Stated problem A:
Translate this sentence from the letter to members of Congress into Spanish: "You’re responsible for the ways that our nation’s treasure, borrowed and paid, gets spent."
Stated problem B:
In the letter to members of Congress, on what date did Donald Trump make the quoted remarks at the White House before visiting the U.S.-Mexico border?

Source document:
● ● ● ● ● ● ●

Messrs. Graves, Blunt, and Hawley,

Tear down this wall.




They’re going to get jobs. I think I’m going to do very well with Hispanics. But we’re building a wall. He’s a Mexican. We’re building a wall between here and Mexico.

Donald Trump, in an interview with CNN’s Jake Tapper, which aired on The Lead with Jake Tapper on June 3, 2016, and on State of the Union with Jake Tapper on June 5, 2016


We have to get a win, or I’ll have to go national security. One or the other. Either we’re going to win or make a compromise. I’m O.K. to making a compromise. Compromise is in my vocabulary very strongly. So we’re either going to have a win, make a compromise — because I think a compromise is a win for everybody — or I will declare a national emergency.

— Donald Trump, in remarks at the White House before visiting to the U.S.-Mexico border, on January 10, 2019


 

I’m writing today to give you a grade. I’ll explain the grade you’ve been given.


As my members of Congress, the way I see it, you have an obligation to try to do wise things with the power and treasure entrusted to your care. You’re responsible for the ways that our nation’s treasure, borrowed and paid, gets spent. You’re responsible for the ways our government — of the people, by the people, and for the people, sure — behaves.


The way our elected government is behaving right now: F.

● ● ● ● ● ● ●

Recorded data:

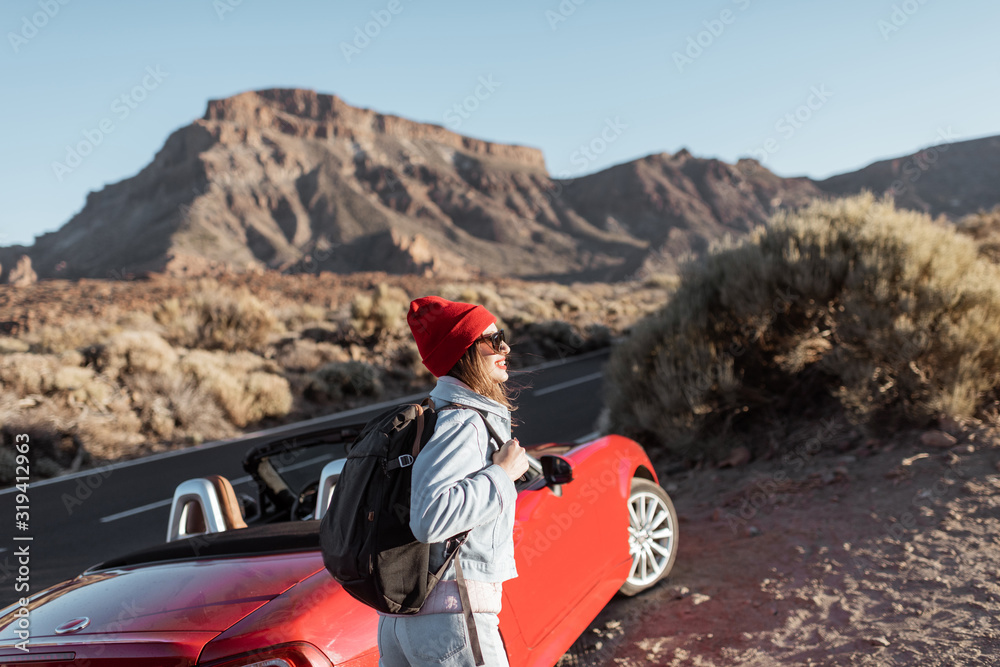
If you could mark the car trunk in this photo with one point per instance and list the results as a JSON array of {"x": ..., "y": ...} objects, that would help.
[{"x": 169, "y": 600}]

● ● ● ● ● ● ●

Problem solution A:
Ustedes son responsables de las formas en que se gasta el tesoro de nuestra nación, prestado y pagado.

Problem solution B:
January 10, 2019